=== Given problem ===
Resume the article comparing how the Godot and Jolt physics engines handle parallelization, and continue from its last sentence.

=== Document ===

☆ ☆ ☆ ☆

Godot vs Jolt Parallel Comparison

Written before

The previous article Godot Physics Source Code Analysis analyzed the built-in 3D physics pipeline in Godot. Extending from that, the next topic would be the Jolt physics engine integrated in version 4.4. Initially, I considered writing a separate article introducing it, but upon review, I felt that Godot’s integration of Jolt is relatively simplistic. In terms of functionality, it has been aligned and limited to match Godot’s existing physics capabilities. In terms of performance, an adapter layer was added to route calls back to Godot’s generic thread pool for parallelization. Rather than introducing Jolt within Godot, it might be more insightful to discuss them independently and compare their approaches.

What is the most differentiating aspect among physics engines? In my opinion, it’s not the algorithms (Impulse, PBD) but the parallelization strategies. How constraint islands are constructed and partitioned, and how the thread pool is designed—these directly determine efficiency and can yield drastically different performance across platforms. The following sections will compare these two aspects.

☆ ☆ ☆ ☆

=== Supplied data ===

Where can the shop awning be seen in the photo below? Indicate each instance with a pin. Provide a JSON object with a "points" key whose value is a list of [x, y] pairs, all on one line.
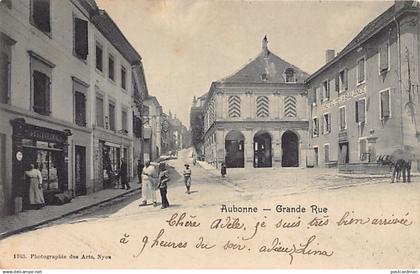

☆ ☆ ☆ ☆

=== Result of the task ===
Constraint Construction

Let’s start with the relatively simpler constraint construction, as Godot’s logic here is quite straightforward. As mentioned previously, it’s divided into three distinct logics for Areas, RigidBodies, and SoftBodies. Simply put, the Area part just throws any associated object in (since no computation is performed). RigidBodies detect associated RigidBodies and SoftBodies. SoftBodies only detect associated RigidBodies.

In contrast, Jolt’s handling is more complex, implementing an 8-bit mask graph partitioning logic, where 7 bits are for parallel groups and 1 bit for non-parallel, corresponding to typical 8-core CPUs. To improve parallel efficiency, with dynamic splitting enabled, Jolt splits constraint groups whose constraint count exceeds a split threshold (default: 128). It then checks the split bits; if a split doesn’t reach a merge threshold (default: 16), it’s merged into the non-parallel group; otherwise, a new parallel group is created. The detailed flow is as follows:

bool LargeIslandSplitter::SplitIsland()
{
        // 1. Obtain island data → Check size threshold → If less than 128, return false
        // 2. Reset object masks → Calculate constraint count per split region
        // 3. Split contact points (mask coloring algorithm)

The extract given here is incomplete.